----- DATA FOR ANALYSIS

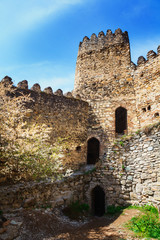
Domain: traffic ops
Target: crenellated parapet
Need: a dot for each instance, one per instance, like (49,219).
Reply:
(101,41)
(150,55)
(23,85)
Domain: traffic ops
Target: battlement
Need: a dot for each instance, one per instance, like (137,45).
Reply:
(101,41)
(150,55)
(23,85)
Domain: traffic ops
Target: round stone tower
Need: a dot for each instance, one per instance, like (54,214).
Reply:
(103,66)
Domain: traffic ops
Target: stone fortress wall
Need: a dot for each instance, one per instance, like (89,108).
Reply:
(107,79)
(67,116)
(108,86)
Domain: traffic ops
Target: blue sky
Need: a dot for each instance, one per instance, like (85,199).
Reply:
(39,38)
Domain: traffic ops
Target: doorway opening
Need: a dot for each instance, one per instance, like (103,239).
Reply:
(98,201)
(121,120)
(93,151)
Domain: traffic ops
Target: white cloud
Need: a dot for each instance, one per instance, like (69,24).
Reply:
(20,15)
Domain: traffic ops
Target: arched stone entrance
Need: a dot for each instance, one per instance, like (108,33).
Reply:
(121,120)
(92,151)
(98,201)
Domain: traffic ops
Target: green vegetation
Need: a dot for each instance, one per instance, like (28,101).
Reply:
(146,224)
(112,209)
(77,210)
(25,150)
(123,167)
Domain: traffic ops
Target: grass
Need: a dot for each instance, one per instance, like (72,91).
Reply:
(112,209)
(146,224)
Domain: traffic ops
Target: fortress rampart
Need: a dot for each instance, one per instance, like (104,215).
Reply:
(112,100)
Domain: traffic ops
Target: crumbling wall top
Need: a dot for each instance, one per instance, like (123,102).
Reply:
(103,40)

----------
----- DATA FOR ANALYSIS

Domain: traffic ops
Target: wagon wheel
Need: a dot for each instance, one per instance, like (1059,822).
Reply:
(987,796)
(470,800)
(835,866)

----------

**EXERCISE AIM**
Each line of the entries above that includes the string "fortress" should be copied out.

**EXERCISE OUTPUT**
Target: stone fortress wall
Target: fortress rampart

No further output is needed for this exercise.